■ **The exercise**:
Give again, word for word, only the lines from the one containing "Exercise. Point to the tree with" through the final line.
+ + + + +
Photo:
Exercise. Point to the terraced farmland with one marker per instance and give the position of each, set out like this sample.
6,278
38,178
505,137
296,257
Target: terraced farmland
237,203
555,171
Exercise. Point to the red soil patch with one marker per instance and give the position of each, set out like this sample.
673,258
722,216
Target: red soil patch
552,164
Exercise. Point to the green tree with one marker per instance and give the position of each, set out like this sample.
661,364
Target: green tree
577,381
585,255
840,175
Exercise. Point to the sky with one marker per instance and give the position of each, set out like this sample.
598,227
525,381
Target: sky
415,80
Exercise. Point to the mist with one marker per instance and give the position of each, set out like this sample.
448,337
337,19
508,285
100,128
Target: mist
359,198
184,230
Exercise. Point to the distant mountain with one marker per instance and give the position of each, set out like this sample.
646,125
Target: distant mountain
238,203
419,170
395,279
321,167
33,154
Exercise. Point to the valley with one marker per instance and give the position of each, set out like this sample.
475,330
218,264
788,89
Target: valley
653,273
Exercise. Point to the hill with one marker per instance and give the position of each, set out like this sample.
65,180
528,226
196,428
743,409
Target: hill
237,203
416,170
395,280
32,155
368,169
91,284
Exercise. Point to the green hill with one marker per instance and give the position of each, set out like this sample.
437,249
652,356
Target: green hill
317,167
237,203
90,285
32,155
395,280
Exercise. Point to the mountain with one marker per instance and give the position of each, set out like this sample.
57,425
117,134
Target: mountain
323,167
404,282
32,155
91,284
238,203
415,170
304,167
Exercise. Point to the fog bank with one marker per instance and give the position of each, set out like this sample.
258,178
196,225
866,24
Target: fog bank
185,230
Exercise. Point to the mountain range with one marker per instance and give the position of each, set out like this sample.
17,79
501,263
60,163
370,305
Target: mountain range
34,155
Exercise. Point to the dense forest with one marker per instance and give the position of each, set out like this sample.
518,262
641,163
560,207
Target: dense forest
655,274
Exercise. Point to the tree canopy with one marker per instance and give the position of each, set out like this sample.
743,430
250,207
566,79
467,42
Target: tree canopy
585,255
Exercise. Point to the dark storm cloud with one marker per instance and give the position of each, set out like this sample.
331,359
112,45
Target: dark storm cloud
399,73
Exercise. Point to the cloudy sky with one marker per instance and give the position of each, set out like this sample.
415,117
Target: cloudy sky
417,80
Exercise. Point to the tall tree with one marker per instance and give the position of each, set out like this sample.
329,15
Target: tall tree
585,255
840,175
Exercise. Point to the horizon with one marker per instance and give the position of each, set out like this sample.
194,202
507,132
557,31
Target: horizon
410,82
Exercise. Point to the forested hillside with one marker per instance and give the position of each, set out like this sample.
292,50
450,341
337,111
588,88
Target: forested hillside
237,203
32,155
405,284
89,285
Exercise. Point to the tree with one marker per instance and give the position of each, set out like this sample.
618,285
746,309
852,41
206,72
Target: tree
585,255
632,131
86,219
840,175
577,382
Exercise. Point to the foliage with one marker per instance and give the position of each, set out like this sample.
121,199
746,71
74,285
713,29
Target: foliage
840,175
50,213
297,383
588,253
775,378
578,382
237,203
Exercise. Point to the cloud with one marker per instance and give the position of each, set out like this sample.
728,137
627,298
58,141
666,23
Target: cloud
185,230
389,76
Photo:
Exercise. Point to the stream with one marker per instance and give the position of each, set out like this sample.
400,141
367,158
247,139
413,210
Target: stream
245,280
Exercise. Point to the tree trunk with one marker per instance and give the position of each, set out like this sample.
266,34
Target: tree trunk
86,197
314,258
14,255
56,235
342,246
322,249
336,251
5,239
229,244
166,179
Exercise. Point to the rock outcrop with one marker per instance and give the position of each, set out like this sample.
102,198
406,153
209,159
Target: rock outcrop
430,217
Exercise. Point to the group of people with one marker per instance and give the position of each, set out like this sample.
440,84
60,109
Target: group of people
+ + + + +
■ **Answer to this exercise**:
Exercise. Point to the tree with one marker per instance and give the position of each, set out like this sample.
618,285
746,309
852,41
206,72
Target: tree
585,255
632,131
86,219
840,175
577,382
Exercise. Point to the foliage with one marker per instance and give the position of each, set out like this sample.
121,199
746,71
74,285
713,29
Target: foliage
840,175
50,213
297,383
588,253
775,378
578,382
237,203
Exercise. Point to the cloud with one marker per instance and give the position of each, set out like this sample.
728,137
627,298
58,141
666,23
Target: cloud
185,230
389,76
Photo:
Exercise. Point to the stream with one marker per instance and give the position of each, set out like this sample.
400,141
367,158
247,139
413,210
Target: stream
245,280
Exercise. Point to the tree trunk with one marker per instance and give the position of each, set out like this sample.
266,34
Target: tree trunk
86,197
314,258
14,255
56,235
342,246
322,249
336,251
5,239
229,244
166,179
Exercise. Point to the rock outcrop with one marker per instance and give the position of each, set out like this sample.
102,198
406,153
209,159
Target: rock outcrop
430,217
Exercise. Point to the group of people with one marker per instance and give the position of each, set out like this sample.
440,84
60,109
Target: group of people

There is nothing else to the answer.